Stated goal 1>
Return the passage of the article from "Nigeria: Musician freed" to "the near future." with no changes.

Article>

Art, in any form, constitutes a key medium through which information and ideas are imparted and received. Artist Alert, launched by ARTICLE 19 in 2008 highlights cases of artists around the world whose right to freedom of expression has been curtailed and abused and seeks to promote and defend more effectively the freedom to create.
Nigeria: Musician freed following arrest for anti-president song
10 May: Kano musician Dauda Kahutu Rarara was released after his arrest in April over a song he composed about President Goodluck Jonathan.
Rarara’s song criticised President Jonathan for campaigning and dancing instead of mourning following the April 2014 Abuja bombing in which 88 people were killed. Rarara has since said that he does not regret his actions and plans to release more songs targeting the political party “the All Progressives Congress” in the near future.

Recorded information>

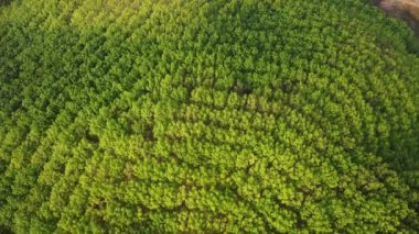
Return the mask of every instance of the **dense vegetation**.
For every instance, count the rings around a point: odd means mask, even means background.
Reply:
[[[14,0],[0,232],[416,232],[412,43],[367,0]]]

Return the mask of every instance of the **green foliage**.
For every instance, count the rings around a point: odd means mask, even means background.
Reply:
[[[0,232],[417,232],[417,44],[366,0],[1,7]]]

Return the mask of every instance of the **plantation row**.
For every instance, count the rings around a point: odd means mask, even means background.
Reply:
[[[412,40],[363,0],[1,7],[0,231],[415,232]]]

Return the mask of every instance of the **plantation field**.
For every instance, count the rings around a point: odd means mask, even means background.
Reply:
[[[369,0],[0,5],[0,233],[417,233],[418,157]]]

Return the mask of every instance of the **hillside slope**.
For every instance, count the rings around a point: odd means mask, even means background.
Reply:
[[[0,232],[415,233],[419,58],[367,0],[0,8]]]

Stated goal 2>
Resize the entries from the line with "Return the mask of every instance of the **plantation field**." through the end of the entries. Write out every one of those lines again, including the requests, and give only those lines. Multiply each point coordinate in the answers by 1.9 and round it to a whole number, with halves rounded up.

Problem solution 1>
Nigeria: Musician freed following arrest for anti-president song
10 May: Kano musician Dauda Kahutu Rarara was released after his arrest in April over a song he composed about President Goodluck Jonathan.
Rarara’s song criticised President Jonathan for campaigning and dancing instead of mourning following the April 2014 Abuja bombing in which 88 people were killed. Rarara has since said that he does not regret his actions and plans to release more songs targeting the political party “the All Progressives Congress” in the near future.

Problem solution 2>
Return the mask of every instance of the **plantation field**.
For every instance, count the rings around a point: odd means mask, even means background.
Reply:
[[[701,0],[0,10],[0,443],[792,443],[794,298]]]

Return the mask of every instance of the **hillside slope**.
For every instance, count the rings around a point: odd means mask, even means background.
Reply:
[[[0,441],[789,443],[796,110],[697,0],[0,15]]]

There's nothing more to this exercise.